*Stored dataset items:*
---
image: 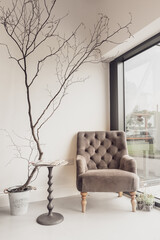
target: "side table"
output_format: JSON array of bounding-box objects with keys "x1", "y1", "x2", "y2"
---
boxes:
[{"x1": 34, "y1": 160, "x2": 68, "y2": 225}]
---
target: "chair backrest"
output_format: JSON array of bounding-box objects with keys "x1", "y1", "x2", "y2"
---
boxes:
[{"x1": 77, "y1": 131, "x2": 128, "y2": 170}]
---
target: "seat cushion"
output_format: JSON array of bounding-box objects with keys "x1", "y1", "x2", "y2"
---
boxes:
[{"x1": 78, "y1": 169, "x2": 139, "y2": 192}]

...

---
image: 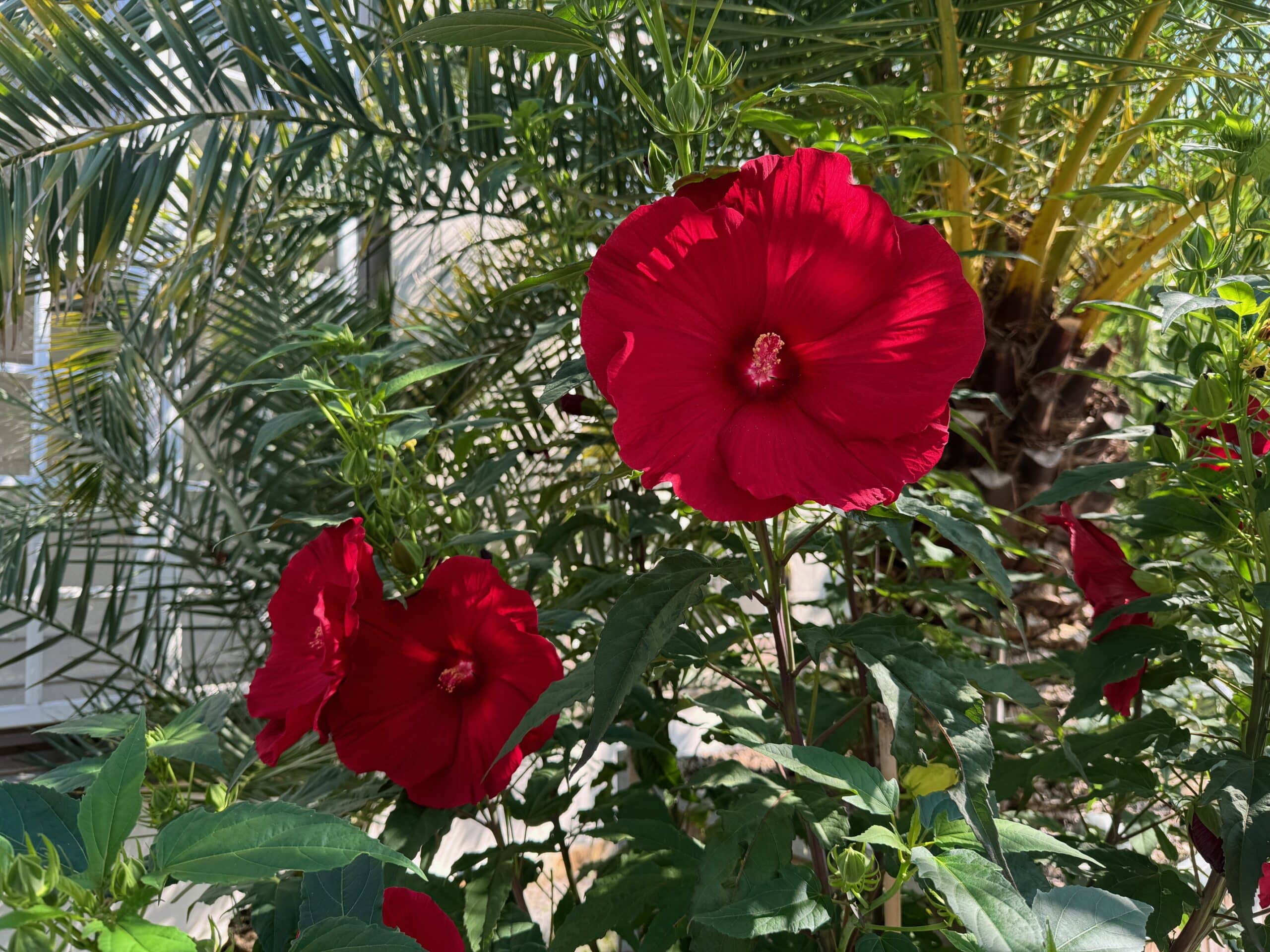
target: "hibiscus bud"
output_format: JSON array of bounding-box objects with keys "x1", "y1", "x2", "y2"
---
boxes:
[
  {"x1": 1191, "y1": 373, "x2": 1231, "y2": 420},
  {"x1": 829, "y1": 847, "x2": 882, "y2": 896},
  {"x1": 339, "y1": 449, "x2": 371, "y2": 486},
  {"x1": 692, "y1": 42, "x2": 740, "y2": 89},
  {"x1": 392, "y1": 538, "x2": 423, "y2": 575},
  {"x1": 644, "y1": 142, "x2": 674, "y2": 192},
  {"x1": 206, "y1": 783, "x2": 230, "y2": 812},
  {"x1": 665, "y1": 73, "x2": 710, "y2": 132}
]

...

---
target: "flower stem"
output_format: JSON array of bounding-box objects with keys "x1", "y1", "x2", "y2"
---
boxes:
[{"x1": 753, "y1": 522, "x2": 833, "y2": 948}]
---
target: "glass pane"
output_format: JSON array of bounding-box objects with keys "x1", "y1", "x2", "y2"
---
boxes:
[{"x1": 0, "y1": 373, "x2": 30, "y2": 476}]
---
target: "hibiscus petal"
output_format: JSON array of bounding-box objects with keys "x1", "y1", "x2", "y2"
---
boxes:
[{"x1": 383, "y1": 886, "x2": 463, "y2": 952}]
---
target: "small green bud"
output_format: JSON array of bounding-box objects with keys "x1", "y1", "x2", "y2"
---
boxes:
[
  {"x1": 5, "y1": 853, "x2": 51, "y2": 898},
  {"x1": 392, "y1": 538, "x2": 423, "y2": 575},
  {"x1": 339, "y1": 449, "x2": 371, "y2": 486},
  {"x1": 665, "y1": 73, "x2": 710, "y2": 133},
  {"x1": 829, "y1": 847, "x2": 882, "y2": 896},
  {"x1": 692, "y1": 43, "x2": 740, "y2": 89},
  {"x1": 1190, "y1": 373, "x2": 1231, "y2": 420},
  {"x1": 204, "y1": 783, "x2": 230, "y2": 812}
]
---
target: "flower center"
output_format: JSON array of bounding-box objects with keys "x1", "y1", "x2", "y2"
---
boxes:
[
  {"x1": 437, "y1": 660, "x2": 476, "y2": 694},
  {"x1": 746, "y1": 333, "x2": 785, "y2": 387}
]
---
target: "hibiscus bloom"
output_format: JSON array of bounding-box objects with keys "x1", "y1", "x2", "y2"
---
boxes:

*TO DO:* Locate every line in the data above that contains the word "hibiscus", and copy each one. Treat uppercase and lowercase as different.

*SOLUTION:*
target: "hibiscus bud"
target: "hibiscus petal"
target: "hibiscus bloom"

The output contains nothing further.